(Required work)
List every line in the entries below that contains the word "hair", matching its case exactly.

(Data shown)

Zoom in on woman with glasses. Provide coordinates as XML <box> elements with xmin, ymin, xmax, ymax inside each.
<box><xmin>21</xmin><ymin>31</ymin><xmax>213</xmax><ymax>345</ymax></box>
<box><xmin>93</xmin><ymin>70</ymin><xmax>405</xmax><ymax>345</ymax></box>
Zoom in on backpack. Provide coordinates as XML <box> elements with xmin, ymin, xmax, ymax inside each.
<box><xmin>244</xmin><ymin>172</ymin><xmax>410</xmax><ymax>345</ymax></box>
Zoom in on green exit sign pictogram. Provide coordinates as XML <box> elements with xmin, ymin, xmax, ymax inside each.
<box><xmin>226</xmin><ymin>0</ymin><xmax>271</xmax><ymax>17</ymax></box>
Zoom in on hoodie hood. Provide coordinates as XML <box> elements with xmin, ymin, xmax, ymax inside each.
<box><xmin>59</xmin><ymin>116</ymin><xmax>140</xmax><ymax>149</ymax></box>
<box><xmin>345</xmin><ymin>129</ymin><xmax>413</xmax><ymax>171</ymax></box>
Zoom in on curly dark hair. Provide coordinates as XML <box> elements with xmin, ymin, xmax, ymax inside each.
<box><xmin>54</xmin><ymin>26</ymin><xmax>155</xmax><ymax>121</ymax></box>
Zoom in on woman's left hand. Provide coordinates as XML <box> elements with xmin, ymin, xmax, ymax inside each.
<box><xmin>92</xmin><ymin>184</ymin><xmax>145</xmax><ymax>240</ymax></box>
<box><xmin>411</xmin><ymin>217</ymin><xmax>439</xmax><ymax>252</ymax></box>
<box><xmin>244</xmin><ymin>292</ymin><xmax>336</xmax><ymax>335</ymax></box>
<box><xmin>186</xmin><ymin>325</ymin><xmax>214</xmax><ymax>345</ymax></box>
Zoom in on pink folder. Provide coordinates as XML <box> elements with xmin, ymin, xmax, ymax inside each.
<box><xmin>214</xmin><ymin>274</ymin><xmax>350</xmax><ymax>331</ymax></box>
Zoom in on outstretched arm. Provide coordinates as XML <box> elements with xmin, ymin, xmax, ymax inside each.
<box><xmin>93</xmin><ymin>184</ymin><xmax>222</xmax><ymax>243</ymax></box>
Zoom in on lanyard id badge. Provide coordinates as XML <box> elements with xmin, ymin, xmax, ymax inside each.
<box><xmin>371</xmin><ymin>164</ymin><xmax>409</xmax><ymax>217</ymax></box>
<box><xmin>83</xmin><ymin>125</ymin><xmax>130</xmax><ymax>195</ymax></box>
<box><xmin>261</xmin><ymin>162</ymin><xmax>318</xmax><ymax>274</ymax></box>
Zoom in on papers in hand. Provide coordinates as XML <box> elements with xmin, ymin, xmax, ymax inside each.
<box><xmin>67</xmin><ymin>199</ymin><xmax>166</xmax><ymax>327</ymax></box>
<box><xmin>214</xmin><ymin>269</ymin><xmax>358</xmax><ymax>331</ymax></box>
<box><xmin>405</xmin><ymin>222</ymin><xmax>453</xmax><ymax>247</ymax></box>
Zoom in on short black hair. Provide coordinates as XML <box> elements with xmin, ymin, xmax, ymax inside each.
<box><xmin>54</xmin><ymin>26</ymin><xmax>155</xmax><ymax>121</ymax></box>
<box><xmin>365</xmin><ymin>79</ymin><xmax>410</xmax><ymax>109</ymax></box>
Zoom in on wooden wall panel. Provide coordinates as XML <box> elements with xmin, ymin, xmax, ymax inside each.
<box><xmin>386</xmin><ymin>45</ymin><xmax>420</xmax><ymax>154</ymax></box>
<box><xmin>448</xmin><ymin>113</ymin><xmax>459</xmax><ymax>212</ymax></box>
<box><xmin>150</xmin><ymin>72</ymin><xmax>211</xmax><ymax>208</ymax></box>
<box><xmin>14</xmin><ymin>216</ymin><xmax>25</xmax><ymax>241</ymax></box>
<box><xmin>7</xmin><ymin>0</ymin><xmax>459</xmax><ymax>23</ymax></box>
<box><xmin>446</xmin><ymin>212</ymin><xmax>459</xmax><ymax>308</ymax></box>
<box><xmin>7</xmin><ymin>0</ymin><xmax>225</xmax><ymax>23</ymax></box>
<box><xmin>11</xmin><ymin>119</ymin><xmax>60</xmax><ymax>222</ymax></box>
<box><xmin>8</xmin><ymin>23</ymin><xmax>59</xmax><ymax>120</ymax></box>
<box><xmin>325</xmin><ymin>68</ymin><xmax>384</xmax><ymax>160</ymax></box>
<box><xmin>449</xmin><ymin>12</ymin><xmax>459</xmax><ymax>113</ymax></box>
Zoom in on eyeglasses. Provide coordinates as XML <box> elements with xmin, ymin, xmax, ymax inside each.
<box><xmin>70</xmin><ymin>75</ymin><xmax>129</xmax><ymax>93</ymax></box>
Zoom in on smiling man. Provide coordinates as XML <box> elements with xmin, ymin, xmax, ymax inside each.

(Answer for this exercise)
Zoom in on curly dark hair. Provide coordinates as XML <box> elements with xmin, ymin, xmax, ymax inside each.
Zoom in on short black hair. Provide coordinates as XML <box> elements with xmin, ymin, xmax, ymax inside each.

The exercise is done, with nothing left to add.